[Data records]
● ● ● ●

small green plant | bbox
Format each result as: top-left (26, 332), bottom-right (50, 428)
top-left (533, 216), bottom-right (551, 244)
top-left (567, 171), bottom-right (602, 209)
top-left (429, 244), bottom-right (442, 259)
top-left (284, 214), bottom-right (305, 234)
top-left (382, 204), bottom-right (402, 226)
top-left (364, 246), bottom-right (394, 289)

● ● ● ●

TASK OBJECTIVE —
Switch "small" to "tiny" in the data records above, leaving everything else unchanged.

TASK SOLUTION —
tiny green plant | bbox
Format each result as: top-left (26, 332), bottom-right (50, 428)
top-left (533, 216), bottom-right (551, 244)
top-left (567, 171), bottom-right (602, 209)
top-left (429, 244), bottom-right (442, 259)
top-left (284, 214), bottom-right (305, 234)
top-left (382, 204), bottom-right (402, 226)
top-left (364, 246), bottom-right (394, 289)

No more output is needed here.